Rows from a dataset
****
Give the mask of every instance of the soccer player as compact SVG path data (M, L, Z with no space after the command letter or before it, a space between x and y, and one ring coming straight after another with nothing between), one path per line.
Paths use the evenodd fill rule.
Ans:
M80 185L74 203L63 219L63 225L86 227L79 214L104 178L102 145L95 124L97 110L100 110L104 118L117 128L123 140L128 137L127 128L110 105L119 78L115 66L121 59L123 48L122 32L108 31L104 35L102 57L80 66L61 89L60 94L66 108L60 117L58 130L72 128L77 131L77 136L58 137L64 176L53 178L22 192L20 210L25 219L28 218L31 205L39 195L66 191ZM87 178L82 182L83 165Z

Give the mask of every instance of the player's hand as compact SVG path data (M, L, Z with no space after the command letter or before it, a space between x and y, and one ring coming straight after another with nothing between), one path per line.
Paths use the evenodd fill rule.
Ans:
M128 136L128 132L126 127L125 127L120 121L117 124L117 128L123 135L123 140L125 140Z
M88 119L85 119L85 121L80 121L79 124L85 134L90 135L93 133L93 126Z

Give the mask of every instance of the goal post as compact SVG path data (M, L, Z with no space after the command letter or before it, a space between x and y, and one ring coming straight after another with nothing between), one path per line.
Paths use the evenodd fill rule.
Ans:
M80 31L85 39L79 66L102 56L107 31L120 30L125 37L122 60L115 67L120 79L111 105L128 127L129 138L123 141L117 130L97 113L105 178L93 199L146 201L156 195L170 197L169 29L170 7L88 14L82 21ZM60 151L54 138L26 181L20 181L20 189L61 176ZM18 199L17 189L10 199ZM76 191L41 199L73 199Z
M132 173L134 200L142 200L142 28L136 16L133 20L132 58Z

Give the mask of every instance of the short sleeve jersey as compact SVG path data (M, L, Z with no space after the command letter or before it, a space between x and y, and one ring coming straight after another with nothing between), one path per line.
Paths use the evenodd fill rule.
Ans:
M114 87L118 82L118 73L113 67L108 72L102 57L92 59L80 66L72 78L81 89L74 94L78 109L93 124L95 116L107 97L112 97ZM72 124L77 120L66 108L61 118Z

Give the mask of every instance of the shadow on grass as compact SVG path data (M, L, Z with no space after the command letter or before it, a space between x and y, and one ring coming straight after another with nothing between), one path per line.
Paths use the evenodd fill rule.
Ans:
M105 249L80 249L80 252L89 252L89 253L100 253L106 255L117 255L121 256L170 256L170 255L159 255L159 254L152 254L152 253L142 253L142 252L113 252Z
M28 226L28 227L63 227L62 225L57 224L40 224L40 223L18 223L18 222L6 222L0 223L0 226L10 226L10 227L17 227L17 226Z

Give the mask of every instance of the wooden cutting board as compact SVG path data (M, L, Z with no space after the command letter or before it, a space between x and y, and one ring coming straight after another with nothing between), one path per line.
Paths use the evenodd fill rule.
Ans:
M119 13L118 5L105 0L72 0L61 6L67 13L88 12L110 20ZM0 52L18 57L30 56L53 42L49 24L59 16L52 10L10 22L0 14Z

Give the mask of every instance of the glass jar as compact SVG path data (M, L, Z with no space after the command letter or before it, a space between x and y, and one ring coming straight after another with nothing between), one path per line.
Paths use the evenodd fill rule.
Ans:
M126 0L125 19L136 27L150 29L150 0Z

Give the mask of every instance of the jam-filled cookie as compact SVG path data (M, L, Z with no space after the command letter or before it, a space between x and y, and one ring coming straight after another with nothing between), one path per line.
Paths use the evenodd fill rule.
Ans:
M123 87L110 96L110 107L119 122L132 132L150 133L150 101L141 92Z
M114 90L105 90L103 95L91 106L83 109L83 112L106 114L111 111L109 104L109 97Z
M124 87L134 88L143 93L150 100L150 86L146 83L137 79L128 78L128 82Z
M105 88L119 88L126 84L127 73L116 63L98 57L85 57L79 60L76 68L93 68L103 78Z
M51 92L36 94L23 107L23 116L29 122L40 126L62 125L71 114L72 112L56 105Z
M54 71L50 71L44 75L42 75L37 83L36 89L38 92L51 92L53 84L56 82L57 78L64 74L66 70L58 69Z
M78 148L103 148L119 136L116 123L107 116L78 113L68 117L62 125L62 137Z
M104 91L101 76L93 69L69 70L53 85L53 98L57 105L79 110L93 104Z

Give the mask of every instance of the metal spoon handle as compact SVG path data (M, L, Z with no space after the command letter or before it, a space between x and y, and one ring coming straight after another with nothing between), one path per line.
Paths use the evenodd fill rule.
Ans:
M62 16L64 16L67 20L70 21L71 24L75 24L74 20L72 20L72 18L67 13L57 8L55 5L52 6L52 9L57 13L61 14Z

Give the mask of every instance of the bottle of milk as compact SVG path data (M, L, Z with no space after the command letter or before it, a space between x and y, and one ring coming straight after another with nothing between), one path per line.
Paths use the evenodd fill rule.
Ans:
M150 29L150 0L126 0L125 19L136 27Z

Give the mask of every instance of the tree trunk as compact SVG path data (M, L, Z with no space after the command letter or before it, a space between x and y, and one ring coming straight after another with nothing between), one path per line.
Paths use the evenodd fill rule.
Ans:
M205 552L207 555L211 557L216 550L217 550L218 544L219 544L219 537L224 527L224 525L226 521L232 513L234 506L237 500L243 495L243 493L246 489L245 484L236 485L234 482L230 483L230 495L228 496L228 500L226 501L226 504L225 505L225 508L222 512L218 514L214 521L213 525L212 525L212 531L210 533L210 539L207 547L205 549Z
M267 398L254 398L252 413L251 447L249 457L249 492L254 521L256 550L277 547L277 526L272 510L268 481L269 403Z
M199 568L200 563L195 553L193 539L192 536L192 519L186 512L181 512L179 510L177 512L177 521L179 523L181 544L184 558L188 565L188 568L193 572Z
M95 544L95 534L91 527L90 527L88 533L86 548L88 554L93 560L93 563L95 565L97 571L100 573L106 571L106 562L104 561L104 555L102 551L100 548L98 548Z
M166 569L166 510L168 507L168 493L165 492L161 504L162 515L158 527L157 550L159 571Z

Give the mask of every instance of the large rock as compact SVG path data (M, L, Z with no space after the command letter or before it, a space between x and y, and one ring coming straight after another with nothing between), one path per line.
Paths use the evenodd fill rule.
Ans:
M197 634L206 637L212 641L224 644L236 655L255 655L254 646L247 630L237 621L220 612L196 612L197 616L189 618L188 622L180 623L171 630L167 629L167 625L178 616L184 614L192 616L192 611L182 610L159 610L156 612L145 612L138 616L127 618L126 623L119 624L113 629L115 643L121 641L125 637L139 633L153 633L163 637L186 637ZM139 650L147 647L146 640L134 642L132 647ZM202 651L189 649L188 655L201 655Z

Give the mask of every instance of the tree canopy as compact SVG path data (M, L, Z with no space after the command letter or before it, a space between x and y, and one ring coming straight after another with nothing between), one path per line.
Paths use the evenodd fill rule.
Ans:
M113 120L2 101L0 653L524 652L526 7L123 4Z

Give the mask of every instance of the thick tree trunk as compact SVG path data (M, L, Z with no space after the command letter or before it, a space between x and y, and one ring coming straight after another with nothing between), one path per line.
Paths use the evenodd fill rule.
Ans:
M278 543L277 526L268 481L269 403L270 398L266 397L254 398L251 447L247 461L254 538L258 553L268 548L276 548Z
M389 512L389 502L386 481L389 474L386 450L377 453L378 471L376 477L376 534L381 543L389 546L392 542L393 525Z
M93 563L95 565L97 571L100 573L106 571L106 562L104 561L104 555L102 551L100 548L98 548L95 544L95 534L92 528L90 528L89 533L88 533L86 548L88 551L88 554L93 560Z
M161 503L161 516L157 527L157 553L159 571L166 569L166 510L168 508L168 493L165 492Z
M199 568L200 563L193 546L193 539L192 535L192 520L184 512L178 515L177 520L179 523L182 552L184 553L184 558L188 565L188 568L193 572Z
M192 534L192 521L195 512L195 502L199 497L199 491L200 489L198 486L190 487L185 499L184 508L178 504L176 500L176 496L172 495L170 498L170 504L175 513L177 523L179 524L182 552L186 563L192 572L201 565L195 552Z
****
EXERCISE AIM:
Copy the rows above word for word, from the very beginning through the line that contains "M132 173L134 200L142", including that line.

RESPONSE TO THIS EXERCISE:
Give the mask of every instance of the soccer player as compact SVG path data (M, L, Z with no space after the command letter or before it, a space between x and y, and one ring coming straight after another with nothing between), one path per line.
Paths use the evenodd fill rule.
Ans:
M80 185L74 203L63 219L63 225L86 227L79 214L104 178L102 145L95 124L97 110L100 110L104 118L117 128L123 140L128 137L127 128L110 105L119 78L115 66L121 59L123 48L122 32L108 31L104 35L102 57L80 66L61 89L60 94L66 108L60 117L58 130L72 128L77 131L77 136L58 137L64 176L53 178L22 192L20 210L25 219L28 218L31 205L39 195L66 191ZM87 178L82 182L83 165Z

Give the mask of every instance of the player's hand as compact SVG path data (M, L, Z with no space after the command letter or before it, a space between x and y, and one ring coming straight after another with nothing between), one path per line.
Paths use the evenodd fill rule.
Ans:
M128 136L128 132L126 127L125 127L120 121L117 124L117 128L123 135L123 140L125 140Z
M88 119L85 119L85 121L80 121L79 124L85 134L90 135L93 133L93 126Z

Give the mask of every instance of the goal post as compact SVG path data (M, L, Z with no space after the command letter or before it, a space between x and y, and one ring coming straight after another with nothing between), one path per line.
Paths use the evenodd fill rule.
Ans:
M80 31L85 39L79 66L102 56L107 31L120 30L125 37L122 60L115 67L120 79L111 105L128 127L129 138L123 141L117 130L97 113L105 178L93 199L146 201L156 195L170 197L169 29L170 7L88 14L82 21ZM60 151L54 138L26 181L20 181L20 189L61 176ZM18 199L17 189L10 199ZM76 191L41 199L73 199Z
M132 173L134 200L142 200L142 28L136 16L133 20L132 58Z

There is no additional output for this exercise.